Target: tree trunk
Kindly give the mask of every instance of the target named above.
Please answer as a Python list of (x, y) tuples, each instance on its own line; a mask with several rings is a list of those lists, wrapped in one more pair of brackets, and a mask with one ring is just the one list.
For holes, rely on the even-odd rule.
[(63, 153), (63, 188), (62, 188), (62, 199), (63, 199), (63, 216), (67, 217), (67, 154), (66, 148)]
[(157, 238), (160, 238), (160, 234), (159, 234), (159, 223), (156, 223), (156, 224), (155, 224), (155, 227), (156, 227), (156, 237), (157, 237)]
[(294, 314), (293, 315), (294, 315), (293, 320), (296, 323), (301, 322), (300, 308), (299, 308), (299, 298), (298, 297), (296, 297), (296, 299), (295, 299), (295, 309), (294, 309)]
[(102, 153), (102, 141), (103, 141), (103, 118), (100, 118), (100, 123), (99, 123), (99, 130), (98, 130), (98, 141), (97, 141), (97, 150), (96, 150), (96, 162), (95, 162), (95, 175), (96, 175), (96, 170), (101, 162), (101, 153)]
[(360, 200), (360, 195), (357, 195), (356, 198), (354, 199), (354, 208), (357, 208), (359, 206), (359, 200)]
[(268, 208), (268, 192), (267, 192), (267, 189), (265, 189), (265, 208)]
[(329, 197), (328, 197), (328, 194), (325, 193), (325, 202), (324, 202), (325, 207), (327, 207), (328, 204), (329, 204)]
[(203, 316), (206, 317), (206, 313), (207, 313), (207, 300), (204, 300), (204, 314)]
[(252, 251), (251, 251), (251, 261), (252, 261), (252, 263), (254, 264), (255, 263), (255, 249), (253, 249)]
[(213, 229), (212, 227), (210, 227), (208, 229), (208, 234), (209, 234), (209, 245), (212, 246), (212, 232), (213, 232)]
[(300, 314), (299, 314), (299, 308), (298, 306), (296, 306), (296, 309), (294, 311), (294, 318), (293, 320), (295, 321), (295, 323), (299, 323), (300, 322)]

[What you need to do] From the first line to the last, retype the records exactly.

[Solution for this task]
Target: tree trunk
Kindly give the mask of every instance of the target named above.
Please answer as a Python list of (x, y) tuples, each instance on its own line; a mask with several rings is a list of those lists, wrapped in one more pair of brackets, and a mask with one ring is just the one list.
For holes, rely on the even-odd rule.
[(63, 153), (63, 188), (62, 188), (62, 199), (63, 199), (63, 216), (67, 217), (67, 154), (66, 148)]
[(157, 238), (160, 238), (160, 234), (159, 234), (159, 223), (156, 223), (156, 224), (155, 224), (155, 227), (156, 227), (156, 237), (157, 237)]
[(294, 314), (293, 315), (294, 315), (293, 320), (296, 323), (301, 322), (300, 308), (299, 308), (299, 298), (298, 297), (296, 297), (296, 299), (295, 299), (295, 309), (294, 309)]
[(102, 153), (102, 141), (103, 141), (103, 118), (100, 118), (100, 123), (99, 123), (99, 130), (98, 130), (98, 141), (97, 141), (97, 150), (96, 150), (96, 162), (95, 162), (95, 175), (96, 175), (96, 170), (101, 162), (101, 153)]
[(360, 200), (360, 195), (357, 195), (356, 198), (354, 199), (354, 208), (357, 208), (359, 206), (359, 200)]
[(268, 208), (268, 192), (267, 192), (267, 189), (265, 189), (265, 208)]
[(329, 197), (328, 197), (328, 194), (325, 193), (325, 202), (324, 202), (325, 207), (327, 207), (328, 204), (329, 204)]
[(203, 316), (206, 317), (206, 313), (207, 313), (207, 300), (204, 300), (204, 314)]
[(252, 251), (251, 251), (251, 261), (252, 261), (252, 263), (254, 264), (255, 263), (255, 249), (253, 249)]
[(213, 229), (212, 227), (210, 227), (208, 229), (208, 234), (209, 234), (209, 245), (212, 246), (212, 232), (213, 232)]
[(300, 314), (299, 314), (299, 308), (298, 306), (296, 306), (296, 309), (294, 311), (294, 318), (293, 320), (295, 321), (295, 323), (299, 323), (300, 322)]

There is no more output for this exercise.